[start DOCUMENT]

"Being a chef is all about creating moments of joy for someone else. You get joy out of others savouring of your creations."
~Chef Nilesh Limaye.
Chef Nilesh Arun Limaye is on culinary voyage since 1995. His career has spanned senior positions at leading hotels across India that includes The Taj Mahal Palace, Mumbai. He was also a part of MasterChef India Season 5 creatives team.
Popular as Sindbad the Chef, Nilesh Limaye has travelled across the globe working for the best in the industry. It was in 1992 that he realized he wanted to be a professional chef. “The kitchen is the heart of the hotel, I realized this quite early, during my training period i.e. 1992, at the Taj President. The scenario was very different then. Taj and Oberoi were some of the hotels that were popular then. You get to see the best at these hotels,” says Chef Limaye.
It was at a Hyderabadi Food Festival, organized at the Taj, Chef Nilesh Limaye realized that he will take the career forward. “It was the moment where you understand this is what you want to go forward with,” he adds. Chef Nilesh Limaye was one of the guys who donned chef’s hat pretty early, six months before completing his graduation.
“I cultured like music – classical and remix. I loved the classical side of cooking food - no jhatka, no cowboy method. I learnt the correct methods, how to measure the ingredients; I learnt the real way of cooking food.”
After working with Taj for five years, Chef Nilesh, in order to get more experience in the food and beverage industry, joined Chef Sanjay Malkani. With Chef Malkani, he learnt the planning of a restaurant setup, kitchen and menu designing. "That’s where my actual experience started building up,” recalls Chef Limaye. It was a small stint on a ship that gave him exposure to the food culture of various regions of the European continent. "Till the time you don’t go out and visit the places, you don’t understand the importance of the local tastes and flavours.”
In 2009, Chef Limaye came up with his own venture All Bout Cooking. Though there were many restaurants opening up in India, people lacked knowledge in the kitchen and planning. "I understood the need. And, therefore, I decided to go with All Bout Cooking to give restaurants an understanding on the Indian requirements, how they should plan and design the concepts, menu and the food service etiquettes,” says Chef Limaye.
In an exclusive talk with Restaurant India, Chef Nilesh Limaye speaks about the importance of regional cuisines at restaurants in India and his ideas behind menu planning and kitchen designing.
The Real Treasure Lies in Regional Cuisines
You always get the real taste at a smaller local restaurant, the places which are not much into advertising. When I went to Kolhapur, I tried mutton lonche, I was astonished. In Kolhapur they have done PhD in mutton dishes, I must say. But such regional cuisines don’t get much recognition. I am inclined towards spreading awareness of the variety and the usage of regional food.
I was, recently, the host at Cordon Noir 30th anniversary celebrations. Cordon Noir is the Gourmet club founded by Jochen Kern. The idea was to bring together the people who love food; the standard is maintained through caviar, which is considered as the topmost delicacy. We explore the culture and cuisines of new places every year. This time it was done in Mumbai as I wanted to show the chefs and food lovers the local Maharashtrian cultures and food.

[end DOCUMENT]

Give again, word for word, the passage of the profile of Chef Nilesh Limaye that opens with the words containing "I was, recently, the" and closes with "cultures and food.". The rows that follow are separate material and have no connection to the profile of Chef Nilesh Limaye.

[start INFORMATION PROVIDED]

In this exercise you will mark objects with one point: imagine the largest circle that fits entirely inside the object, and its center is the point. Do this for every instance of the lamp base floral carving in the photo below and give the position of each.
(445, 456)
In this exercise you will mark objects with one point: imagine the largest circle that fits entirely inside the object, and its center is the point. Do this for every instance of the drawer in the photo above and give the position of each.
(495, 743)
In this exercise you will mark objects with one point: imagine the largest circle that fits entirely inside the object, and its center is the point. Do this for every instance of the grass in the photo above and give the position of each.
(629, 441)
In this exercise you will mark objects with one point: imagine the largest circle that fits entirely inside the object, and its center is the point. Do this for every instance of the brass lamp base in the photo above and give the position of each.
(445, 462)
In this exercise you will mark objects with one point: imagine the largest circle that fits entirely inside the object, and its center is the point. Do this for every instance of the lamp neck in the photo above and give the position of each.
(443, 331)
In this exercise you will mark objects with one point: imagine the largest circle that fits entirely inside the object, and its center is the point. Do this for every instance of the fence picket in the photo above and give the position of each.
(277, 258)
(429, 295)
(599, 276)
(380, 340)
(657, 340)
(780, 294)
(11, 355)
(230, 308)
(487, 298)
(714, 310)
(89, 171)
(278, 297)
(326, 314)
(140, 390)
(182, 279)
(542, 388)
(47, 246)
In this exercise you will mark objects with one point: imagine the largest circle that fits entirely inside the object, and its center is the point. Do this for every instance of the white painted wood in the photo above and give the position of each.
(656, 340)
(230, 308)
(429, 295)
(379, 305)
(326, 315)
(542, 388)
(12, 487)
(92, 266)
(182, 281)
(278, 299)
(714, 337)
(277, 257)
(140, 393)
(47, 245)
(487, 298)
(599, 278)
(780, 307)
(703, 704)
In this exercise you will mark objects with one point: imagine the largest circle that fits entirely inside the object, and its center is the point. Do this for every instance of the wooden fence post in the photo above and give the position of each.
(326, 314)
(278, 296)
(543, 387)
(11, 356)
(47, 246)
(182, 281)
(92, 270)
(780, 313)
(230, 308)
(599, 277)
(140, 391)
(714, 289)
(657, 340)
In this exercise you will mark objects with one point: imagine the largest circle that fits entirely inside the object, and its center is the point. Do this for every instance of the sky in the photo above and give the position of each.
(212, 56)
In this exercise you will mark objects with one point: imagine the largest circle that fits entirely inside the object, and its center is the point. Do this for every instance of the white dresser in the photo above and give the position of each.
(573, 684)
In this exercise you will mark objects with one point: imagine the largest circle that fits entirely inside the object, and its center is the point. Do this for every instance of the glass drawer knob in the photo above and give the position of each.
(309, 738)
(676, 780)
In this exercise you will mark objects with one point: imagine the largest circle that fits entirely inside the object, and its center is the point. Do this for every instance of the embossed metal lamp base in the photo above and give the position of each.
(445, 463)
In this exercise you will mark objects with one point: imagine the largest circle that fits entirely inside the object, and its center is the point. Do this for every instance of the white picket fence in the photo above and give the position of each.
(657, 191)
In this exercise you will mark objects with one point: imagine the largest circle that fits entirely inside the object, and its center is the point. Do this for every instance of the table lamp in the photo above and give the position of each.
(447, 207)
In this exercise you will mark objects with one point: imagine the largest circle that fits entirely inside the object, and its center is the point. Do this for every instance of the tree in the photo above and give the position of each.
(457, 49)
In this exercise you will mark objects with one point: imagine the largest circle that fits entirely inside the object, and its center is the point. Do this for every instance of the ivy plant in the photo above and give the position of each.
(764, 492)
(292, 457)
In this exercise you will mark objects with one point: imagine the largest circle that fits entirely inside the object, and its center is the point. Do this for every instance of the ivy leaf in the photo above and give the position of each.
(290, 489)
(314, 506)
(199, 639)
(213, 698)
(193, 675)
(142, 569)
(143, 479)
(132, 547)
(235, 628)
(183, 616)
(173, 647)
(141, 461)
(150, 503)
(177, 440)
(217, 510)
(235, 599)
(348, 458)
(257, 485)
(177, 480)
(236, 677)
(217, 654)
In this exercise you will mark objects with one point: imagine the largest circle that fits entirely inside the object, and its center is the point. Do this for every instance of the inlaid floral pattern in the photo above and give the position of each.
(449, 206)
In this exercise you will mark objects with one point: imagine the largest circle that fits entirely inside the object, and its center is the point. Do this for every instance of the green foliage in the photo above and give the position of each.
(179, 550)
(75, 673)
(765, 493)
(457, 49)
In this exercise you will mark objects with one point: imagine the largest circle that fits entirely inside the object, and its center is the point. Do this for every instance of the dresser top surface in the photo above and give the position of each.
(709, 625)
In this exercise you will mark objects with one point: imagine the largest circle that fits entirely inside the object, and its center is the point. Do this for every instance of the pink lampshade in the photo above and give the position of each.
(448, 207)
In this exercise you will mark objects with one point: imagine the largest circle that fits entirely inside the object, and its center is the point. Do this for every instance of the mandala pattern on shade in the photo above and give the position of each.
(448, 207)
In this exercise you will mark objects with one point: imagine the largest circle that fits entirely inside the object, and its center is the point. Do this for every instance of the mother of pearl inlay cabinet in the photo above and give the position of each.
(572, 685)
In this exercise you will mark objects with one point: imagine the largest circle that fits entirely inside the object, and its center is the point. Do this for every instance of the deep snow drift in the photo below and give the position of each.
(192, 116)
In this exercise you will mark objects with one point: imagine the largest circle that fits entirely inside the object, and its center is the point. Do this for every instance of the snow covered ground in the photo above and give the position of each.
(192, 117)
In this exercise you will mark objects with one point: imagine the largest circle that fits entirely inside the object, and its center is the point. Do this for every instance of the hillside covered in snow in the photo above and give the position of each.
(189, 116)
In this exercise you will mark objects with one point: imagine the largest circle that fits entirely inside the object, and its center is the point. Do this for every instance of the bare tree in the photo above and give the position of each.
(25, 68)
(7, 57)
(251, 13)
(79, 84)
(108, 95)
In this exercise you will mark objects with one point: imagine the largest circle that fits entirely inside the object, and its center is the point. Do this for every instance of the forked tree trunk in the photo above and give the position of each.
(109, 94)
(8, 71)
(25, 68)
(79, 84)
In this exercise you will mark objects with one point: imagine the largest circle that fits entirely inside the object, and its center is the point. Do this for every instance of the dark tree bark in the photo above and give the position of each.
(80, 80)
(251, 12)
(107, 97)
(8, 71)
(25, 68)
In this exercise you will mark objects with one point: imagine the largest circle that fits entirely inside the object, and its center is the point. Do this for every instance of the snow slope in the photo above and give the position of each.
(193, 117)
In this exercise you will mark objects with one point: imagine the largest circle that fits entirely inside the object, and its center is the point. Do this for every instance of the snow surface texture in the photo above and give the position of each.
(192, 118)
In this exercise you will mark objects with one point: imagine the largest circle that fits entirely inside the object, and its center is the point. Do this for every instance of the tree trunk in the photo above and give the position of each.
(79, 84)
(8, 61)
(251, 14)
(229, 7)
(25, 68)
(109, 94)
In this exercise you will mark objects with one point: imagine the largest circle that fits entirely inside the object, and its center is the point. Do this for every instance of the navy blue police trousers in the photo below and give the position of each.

[end INFORMATION PROVIDED]

§ **FINAL RESULT**:
I was, recently, the host at Cordon Noir 30th anniversary celebrations. Cordon Noir is the Gourmet club founded by Jochen Kern. The idea was to bring together the people who love food; the standard is maintained through caviar, which is considered as the topmost delicacy. We explore the culture and cuisines of new places every year. This time it was done in Mumbai as I wanted to show the chefs and food lovers the local Maharashtrian cultures and food.